- YOUR TASK
Would you mind restating all of the records word for word, skipping the pictures?

- AVAILABLE DATA

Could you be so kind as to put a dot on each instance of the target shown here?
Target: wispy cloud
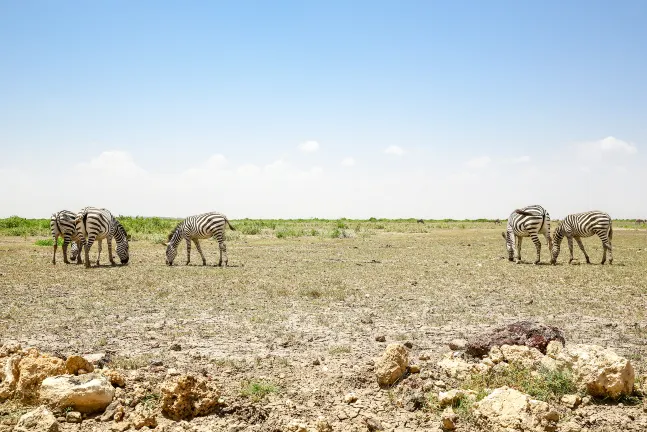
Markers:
(398, 151)
(479, 162)
(309, 146)
(348, 162)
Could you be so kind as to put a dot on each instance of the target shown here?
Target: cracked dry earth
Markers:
(303, 314)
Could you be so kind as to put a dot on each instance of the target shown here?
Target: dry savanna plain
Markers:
(288, 331)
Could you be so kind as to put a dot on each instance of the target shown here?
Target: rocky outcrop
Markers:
(187, 396)
(393, 363)
(527, 333)
(86, 393)
(506, 410)
(39, 420)
(599, 371)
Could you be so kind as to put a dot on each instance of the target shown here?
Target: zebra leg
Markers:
(99, 255)
(55, 246)
(112, 259)
(579, 243)
(570, 248)
(66, 242)
(535, 240)
(88, 245)
(223, 254)
(197, 246)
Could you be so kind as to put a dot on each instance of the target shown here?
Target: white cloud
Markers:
(608, 145)
(398, 151)
(348, 162)
(309, 146)
(479, 162)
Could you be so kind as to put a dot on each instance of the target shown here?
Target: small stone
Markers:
(73, 417)
(448, 419)
(350, 398)
(457, 344)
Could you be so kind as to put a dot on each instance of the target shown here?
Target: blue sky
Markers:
(486, 106)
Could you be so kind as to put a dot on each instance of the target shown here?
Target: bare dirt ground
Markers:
(300, 316)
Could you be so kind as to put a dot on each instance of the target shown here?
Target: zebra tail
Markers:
(523, 213)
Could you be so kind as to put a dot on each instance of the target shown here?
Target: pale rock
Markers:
(452, 396)
(600, 371)
(187, 396)
(115, 378)
(457, 344)
(10, 347)
(39, 420)
(322, 425)
(73, 417)
(448, 419)
(571, 401)
(75, 363)
(85, 393)
(142, 417)
(506, 409)
(392, 364)
(33, 369)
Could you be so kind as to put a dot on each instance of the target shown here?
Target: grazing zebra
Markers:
(63, 225)
(576, 226)
(527, 222)
(96, 224)
(195, 228)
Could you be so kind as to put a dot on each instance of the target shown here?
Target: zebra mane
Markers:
(177, 227)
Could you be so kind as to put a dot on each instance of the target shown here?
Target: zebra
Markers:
(527, 222)
(96, 224)
(576, 226)
(198, 227)
(62, 224)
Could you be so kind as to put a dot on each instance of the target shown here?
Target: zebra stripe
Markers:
(198, 227)
(576, 226)
(96, 224)
(527, 222)
(62, 224)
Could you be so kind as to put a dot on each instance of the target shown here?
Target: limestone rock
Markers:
(39, 420)
(600, 371)
(457, 344)
(84, 393)
(506, 409)
(75, 363)
(526, 333)
(33, 369)
(448, 419)
(392, 364)
(142, 417)
(187, 396)
(115, 378)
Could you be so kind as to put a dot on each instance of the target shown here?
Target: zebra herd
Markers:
(82, 229)
(92, 224)
(534, 220)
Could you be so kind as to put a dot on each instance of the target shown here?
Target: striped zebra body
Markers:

- RESPONSE TO THIS EXERCISE
Could you be so kind as to put a dot on each instance of the target shown here?
Target: wispy cloud
Markers:
(398, 151)
(479, 162)
(309, 146)
(348, 162)
Could you be so kind as to put a dot on each instance of the target shown here?
Target: cracked dry earth
Markers:
(303, 314)
Could you be so kind as to put a dot on each instance of the target shown here?
Target: dry savanna plain
Markers:
(288, 331)
Could you be so kind as to put a dot on each instance of the target shown here?
Target: rocky outcrop
Markers:
(187, 396)
(393, 363)
(527, 333)
(86, 393)
(506, 410)
(39, 420)
(599, 371)
Could you be so kind as to put a dot on each instance of the target shown here?
Target: zebra leg
Markers:
(99, 255)
(55, 246)
(112, 259)
(579, 243)
(570, 248)
(66, 242)
(535, 240)
(88, 245)
(223, 254)
(197, 246)
Could you be so kind as to put a dot on each instance of the target shown here?
Target: white cloud
Markers:
(608, 145)
(398, 151)
(348, 162)
(309, 146)
(479, 162)
Could you be so kind as to put a dot on each instance of the target shown here?
Target: small stone
Markers:
(73, 417)
(448, 419)
(350, 398)
(457, 344)
Could you be so kind as to put a dot on each instance of the target shown here?
Target: blue sky
Markers:
(486, 106)
Could you be so kind as to put a dot on each instance of the target shown here?
Target: bare dirt ground
Markers:
(300, 316)
Could you be so kind as to put a dot on each instance of the target shown here?
Target: zebra tail
Markers:
(523, 213)
Could you be so kind as to put a dot on each instance of the target shown here?
Target: pale rock
Markers:
(452, 396)
(600, 371)
(187, 396)
(115, 378)
(457, 344)
(10, 347)
(39, 420)
(322, 425)
(73, 417)
(448, 419)
(571, 401)
(75, 363)
(85, 393)
(142, 417)
(506, 409)
(392, 364)
(33, 369)
Could you be so kind as to put a dot on each instance of the target shown here?
Target: grazing zebra
Markers:
(63, 225)
(576, 226)
(527, 222)
(96, 224)
(195, 228)
Could you be so kind as to put a dot on each instance of the target shown here?
Target: zebra mane
Markers:
(177, 227)
Could you be so kind as to put a dot on each instance of the target shown here?
Target: zebra
Markers:
(527, 222)
(96, 224)
(576, 226)
(198, 227)
(62, 224)
Could you be so kind as to put a dot on each instance of the target shown here?
Target: zebra stripe
Markers:
(198, 227)
(576, 226)
(96, 224)
(527, 222)
(62, 224)
Could you be so kind as to put a dot on each instance of the target shown here?
Target: limestone rock
Markers:
(39, 420)
(600, 371)
(457, 344)
(84, 393)
(506, 409)
(75, 363)
(526, 333)
(33, 369)
(448, 419)
(392, 364)
(142, 417)
(187, 396)
(115, 378)
Could you be so kind as to put a dot on each instance of the target shown here?
Target: zebra herd
Markers:
(82, 229)
(92, 224)
(534, 220)
Could you be so kind as to put a dot on each instance of the target shown here?
Target: striped zebra body
Markers:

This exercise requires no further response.